• _THE PROBLEM_: Please copy the material verbatim, starting at its first line and continuing through the line that contains "[210, 21, 281, 65]".

Some records:
________________
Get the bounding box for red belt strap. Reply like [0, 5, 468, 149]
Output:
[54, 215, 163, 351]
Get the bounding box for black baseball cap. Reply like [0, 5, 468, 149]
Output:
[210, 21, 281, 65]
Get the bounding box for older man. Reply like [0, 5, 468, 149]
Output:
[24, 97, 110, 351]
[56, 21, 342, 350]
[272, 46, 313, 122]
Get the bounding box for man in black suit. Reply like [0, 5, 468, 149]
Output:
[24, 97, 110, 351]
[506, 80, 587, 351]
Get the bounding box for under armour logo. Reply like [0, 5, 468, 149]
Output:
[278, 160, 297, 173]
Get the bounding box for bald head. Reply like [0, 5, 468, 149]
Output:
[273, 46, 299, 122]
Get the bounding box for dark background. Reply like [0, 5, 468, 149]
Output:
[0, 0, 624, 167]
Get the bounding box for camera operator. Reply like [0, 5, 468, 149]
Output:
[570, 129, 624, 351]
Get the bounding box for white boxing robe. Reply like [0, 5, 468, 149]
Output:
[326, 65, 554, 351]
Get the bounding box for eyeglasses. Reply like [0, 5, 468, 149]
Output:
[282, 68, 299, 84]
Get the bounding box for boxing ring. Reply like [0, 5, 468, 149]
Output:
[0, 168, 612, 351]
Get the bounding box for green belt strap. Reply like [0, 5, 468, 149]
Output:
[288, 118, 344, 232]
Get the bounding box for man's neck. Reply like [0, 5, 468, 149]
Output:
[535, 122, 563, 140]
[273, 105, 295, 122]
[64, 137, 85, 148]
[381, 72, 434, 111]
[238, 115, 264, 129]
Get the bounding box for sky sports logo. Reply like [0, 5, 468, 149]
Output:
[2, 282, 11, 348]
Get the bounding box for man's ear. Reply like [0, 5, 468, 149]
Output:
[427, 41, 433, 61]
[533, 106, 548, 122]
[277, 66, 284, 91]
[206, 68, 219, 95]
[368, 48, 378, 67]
________________
• _REPLY TO THE EXERCISE_:
Get the bounding box for red belt strap. Reply like [0, 5, 468, 149]
Output:
[54, 215, 163, 351]
Get the bounding box for black baseball cap. Reply like [0, 5, 468, 149]
Output:
[210, 21, 281, 65]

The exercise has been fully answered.